- _Exercise directions_
Extract, exactly as written, all lines of the material below from the line that includes "green bamboo leaf" through its last line.
***** Records supplied
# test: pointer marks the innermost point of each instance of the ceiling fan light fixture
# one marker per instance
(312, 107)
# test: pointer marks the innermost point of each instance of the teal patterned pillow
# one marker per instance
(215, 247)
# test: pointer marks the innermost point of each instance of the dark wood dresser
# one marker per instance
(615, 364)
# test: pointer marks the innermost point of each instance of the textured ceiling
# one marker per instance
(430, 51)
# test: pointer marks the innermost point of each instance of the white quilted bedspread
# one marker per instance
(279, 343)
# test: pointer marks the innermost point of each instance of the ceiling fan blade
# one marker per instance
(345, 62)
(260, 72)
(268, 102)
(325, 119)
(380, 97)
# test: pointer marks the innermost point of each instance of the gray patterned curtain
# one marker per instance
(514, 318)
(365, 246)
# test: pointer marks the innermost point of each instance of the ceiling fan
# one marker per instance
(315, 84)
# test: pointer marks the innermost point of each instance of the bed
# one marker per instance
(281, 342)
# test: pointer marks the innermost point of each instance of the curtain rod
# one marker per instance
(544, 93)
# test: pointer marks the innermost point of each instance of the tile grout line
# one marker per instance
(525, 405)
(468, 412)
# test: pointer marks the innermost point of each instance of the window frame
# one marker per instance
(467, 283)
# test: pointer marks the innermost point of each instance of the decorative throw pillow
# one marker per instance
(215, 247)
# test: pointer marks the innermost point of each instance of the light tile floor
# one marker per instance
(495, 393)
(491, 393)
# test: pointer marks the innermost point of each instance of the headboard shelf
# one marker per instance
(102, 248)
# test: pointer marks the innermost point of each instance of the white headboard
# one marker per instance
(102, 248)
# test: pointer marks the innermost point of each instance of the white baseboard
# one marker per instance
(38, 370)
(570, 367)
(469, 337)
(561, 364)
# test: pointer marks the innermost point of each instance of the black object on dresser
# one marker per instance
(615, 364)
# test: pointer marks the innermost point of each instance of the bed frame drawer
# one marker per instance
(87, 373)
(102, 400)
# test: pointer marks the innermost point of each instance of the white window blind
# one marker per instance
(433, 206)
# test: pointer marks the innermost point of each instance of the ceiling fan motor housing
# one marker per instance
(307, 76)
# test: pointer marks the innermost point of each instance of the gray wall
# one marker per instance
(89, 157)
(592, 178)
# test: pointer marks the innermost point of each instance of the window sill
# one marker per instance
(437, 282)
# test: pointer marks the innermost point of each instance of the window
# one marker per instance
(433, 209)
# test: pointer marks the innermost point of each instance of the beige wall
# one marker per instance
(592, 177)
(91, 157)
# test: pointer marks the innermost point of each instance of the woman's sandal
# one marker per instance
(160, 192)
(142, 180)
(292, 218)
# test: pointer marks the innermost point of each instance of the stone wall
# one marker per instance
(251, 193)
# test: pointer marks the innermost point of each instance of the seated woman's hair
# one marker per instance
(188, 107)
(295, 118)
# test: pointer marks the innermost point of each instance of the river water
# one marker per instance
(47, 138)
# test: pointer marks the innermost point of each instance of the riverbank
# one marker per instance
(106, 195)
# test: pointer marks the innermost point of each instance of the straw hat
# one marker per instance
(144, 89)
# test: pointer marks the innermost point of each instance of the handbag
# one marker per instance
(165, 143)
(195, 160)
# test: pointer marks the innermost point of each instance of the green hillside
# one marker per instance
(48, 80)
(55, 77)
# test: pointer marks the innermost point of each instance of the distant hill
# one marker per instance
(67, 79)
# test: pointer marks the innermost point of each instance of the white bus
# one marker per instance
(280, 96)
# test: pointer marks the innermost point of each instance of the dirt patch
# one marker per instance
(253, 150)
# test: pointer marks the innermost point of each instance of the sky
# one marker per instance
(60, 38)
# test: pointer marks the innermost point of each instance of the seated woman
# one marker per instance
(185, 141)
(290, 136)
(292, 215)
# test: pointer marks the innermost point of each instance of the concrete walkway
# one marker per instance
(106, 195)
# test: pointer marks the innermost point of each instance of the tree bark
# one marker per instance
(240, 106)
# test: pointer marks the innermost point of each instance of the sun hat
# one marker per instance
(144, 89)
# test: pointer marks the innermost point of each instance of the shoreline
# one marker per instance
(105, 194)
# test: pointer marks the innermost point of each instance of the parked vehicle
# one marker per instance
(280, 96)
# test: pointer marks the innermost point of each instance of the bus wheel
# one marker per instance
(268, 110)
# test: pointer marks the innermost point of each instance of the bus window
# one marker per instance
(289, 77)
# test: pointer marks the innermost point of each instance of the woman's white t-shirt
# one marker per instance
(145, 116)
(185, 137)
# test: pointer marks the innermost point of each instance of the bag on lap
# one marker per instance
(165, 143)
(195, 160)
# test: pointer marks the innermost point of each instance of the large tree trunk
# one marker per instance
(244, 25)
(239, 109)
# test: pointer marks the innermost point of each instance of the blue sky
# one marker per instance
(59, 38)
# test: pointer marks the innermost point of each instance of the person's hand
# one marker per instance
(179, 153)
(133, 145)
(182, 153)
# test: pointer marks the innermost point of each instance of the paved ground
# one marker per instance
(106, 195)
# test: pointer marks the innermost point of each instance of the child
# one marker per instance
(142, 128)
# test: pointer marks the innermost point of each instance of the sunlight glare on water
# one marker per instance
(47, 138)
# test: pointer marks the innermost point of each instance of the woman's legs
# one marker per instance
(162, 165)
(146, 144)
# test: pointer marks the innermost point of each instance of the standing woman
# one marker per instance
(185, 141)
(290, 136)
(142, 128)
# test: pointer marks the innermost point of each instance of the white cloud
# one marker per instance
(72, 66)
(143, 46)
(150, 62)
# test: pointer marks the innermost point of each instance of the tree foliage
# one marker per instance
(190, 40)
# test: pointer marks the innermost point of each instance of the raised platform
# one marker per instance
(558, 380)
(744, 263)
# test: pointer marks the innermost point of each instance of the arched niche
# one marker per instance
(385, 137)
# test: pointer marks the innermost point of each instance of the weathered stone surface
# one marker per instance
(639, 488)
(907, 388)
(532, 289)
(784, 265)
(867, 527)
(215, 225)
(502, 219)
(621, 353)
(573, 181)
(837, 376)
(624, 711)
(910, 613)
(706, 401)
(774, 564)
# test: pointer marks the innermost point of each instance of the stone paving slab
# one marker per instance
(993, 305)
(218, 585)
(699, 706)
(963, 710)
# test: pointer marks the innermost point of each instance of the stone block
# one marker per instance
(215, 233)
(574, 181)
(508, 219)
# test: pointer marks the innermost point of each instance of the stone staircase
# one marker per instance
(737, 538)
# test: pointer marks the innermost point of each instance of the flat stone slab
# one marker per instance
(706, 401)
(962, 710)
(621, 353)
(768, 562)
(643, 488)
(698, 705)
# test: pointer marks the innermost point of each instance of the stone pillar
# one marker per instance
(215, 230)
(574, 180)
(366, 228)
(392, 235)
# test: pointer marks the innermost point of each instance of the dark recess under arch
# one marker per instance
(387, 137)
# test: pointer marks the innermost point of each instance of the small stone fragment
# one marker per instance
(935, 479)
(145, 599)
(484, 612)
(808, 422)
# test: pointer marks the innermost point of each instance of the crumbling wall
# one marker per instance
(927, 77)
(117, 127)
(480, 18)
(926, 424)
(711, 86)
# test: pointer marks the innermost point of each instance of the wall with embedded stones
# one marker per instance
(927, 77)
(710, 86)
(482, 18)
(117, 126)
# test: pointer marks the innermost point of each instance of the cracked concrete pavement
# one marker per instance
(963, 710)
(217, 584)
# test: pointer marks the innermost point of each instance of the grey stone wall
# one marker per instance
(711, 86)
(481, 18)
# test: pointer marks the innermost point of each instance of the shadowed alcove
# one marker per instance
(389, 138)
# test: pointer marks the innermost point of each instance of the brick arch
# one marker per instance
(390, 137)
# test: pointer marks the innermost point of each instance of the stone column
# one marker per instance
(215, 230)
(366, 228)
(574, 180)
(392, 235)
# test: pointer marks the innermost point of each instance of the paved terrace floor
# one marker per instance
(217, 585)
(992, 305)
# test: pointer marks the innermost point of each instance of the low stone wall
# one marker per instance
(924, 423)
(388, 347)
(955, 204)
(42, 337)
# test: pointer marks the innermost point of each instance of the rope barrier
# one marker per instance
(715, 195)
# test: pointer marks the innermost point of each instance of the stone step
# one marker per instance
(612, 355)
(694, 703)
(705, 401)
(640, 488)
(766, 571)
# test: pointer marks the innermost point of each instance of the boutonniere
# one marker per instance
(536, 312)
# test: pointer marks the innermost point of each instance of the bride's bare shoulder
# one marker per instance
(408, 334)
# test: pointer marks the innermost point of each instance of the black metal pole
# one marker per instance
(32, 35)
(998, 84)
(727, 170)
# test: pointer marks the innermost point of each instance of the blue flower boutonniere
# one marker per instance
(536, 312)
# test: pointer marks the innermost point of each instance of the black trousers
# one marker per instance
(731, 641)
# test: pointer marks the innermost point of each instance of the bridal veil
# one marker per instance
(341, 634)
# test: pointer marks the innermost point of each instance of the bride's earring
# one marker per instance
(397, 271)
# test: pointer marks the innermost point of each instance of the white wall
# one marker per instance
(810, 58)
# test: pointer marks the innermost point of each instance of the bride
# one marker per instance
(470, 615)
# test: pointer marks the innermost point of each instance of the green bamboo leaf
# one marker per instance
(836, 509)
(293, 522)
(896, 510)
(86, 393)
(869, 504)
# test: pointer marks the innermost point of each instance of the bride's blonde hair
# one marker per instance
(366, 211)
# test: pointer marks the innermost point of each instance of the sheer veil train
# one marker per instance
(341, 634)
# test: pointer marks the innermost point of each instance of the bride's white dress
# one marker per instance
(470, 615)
**********
- _Final result_
# test: pointer marks the innermost point of each instance of the green bamboo leaf
# one marker per instance
(836, 509)
(293, 522)
(896, 510)
(86, 393)
(869, 504)
# test: pointer marks the innermost point of each instance of the bride's blonde hair
# one marker per instance
(366, 211)
# test: pointer marks the innermost point of each instance of the sheer veil train
# one marker per instance
(341, 634)
# test: pointer marks the innermost point of each instance of the bride's white dress
# one marker per instance
(470, 615)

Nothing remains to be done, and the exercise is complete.